The problem = The complete data, repeated exactly, should form your response.

(Saved data entries)
::::

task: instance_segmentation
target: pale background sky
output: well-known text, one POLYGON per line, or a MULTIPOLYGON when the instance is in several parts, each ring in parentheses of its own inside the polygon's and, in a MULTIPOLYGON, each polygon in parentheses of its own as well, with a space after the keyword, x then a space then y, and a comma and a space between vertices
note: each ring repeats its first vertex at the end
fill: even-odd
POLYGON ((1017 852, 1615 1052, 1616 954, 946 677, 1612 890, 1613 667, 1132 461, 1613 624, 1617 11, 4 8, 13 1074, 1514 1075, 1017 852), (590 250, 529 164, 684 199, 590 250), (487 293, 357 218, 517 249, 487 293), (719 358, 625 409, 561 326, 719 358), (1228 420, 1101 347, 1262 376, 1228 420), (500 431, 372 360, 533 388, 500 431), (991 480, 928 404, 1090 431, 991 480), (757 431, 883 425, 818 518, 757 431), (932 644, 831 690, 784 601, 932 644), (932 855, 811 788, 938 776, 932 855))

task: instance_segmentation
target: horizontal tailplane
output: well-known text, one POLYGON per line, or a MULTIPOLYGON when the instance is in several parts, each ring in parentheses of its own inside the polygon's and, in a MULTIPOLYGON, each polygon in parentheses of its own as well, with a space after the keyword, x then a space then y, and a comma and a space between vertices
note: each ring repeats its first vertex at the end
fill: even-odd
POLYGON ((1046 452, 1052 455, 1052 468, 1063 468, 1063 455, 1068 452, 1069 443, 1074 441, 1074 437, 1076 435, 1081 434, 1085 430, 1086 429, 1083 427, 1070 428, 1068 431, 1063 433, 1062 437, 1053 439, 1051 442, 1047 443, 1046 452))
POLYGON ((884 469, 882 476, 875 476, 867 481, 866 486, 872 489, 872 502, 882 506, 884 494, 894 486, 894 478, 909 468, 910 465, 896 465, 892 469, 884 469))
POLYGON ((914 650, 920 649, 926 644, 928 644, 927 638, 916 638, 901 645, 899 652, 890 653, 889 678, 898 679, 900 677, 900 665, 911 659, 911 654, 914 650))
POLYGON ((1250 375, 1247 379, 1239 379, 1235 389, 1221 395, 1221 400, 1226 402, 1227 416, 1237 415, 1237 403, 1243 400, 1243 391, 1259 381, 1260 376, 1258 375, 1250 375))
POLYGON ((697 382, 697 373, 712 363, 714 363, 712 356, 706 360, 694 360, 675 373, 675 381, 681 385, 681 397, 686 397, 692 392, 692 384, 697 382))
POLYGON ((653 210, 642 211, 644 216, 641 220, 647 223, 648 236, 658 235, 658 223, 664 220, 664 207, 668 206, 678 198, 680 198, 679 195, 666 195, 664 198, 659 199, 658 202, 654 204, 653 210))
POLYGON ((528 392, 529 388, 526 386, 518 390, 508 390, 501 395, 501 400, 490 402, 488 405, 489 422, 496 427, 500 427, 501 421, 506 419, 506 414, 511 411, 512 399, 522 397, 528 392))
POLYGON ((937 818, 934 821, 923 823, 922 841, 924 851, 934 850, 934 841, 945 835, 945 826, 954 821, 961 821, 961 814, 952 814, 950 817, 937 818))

::::

Problem solution =
task: instance_segmentation
target: pale background sky
output: well-known text, one POLYGON per line, or a MULTIPOLYGON when the instance is in several parts, each ring in parentheses of its own inside the polygon's and, in a MULTIPOLYGON, each polygon in parentheses of its own as well, with a space after the keyword, x then a space then y, and a comma and a space between vertices
note: each ring repeats its first vertex at the end
fill: even-odd
POLYGON ((1017 852, 1615 1052, 1616 954, 946 677, 1612 890, 1613 667, 1132 461, 1613 624, 1617 11, 4 8, 13 1074, 1514 1075, 1017 852), (590 250, 529 164, 684 199, 590 250), (487 293, 357 218, 517 249, 487 293), (719 358, 625 409, 561 326, 719 358), (1228 420, 1101 347, 1262 376, 1228 420), (500 431, 372 360, 533 388, 500 431), (991 480, 928 404, 1090 431, 991 480), (757 431, 883 425, 818 518, 757 431), (932 644, 831 690, 784 601, 932 644), (932 855, 811 788, 938 776, 932 855))

task: instance_segmentation
target: horizontal tailplane
output: well-known text, one POLYGON per line, or a MULTIPOLYGON when the instance is in several parts, each ring in parentheses of its own inside the polygon's and, in a MULTIPOLYGON, each polygon in parentheses of its own as well, with a space after the keyword, x then a space then y, and a comma and a space between vertices
note: each ring repeats its first vertex at the end
fill: even-odd
POLYGON ((1046 452, 1052 455, 1052 468, 1063 468, 1063 455, 1068 452, 1069 443, 1074 441, 1074 437, 1076 435, 1081 434, 1085 430, 1086 429, 1083 427, 1070 428, 1068 431, 1063 433, 1062 437, 1053 439, 1051 442, 1047 443, 1046 452))
POLYGON ((884 469, 882 476, 875 476, 867 481, 866 486, 872 489, 872 502, 882 506, 884 494, 894 486, 894 478, 909 468, 910 465, 896 465, 892 469, 884 469))
POLYGON ((914 650, 920 649, 926 644, 928 644, 927 638, 916 638, 901 645, 899 652, 890 653, 889 678, 898 679, 900 677, 900 665, 911 659, 911 654, 914 650))
POLYGON ((1250 375, 1247 379, 1239 379, 1235 389, 1221 395, 1221 400, 1226 402, 1227 416, 1237 415, 1237 403, 1243 400, 1243 391, 1259 381, 1260 376, 1258 375, 1250 375))
POLYGON ((697 382, 697 373, 712 363, 714 363, 712 356, 706 360, 694 360, 675 373, 675 381, 681 385, 681 397, 686 397, 692 392, 692 384, 697 382))
POLYGON ((653 210, 642 211, 644 216, 641 220, 647 223, 648 236, 658 235, 658 223, 664 220, 664 207, 668 206, 678 198, 680 198, 679 195, 666 195, 664 198, 659 199, 658 202, 654 204, 653 210))
POLYGON ((528 392, 529 388, 526 386, 518 390, 508 390, 501 395, 501 400, 490 402, 488 405, 489 422, 496 427, 500 427, 501 421, 506 419, 506 414, 511 411, 512 399, 522 397, 528 392))
POLYGON ((937 818, 934 821, 923 823, 922 841, 924 851, 934 850, 934 841, 945 835, 945 826, 954 821, 961 821, 961 814, 952 814, 950 817, 937 818))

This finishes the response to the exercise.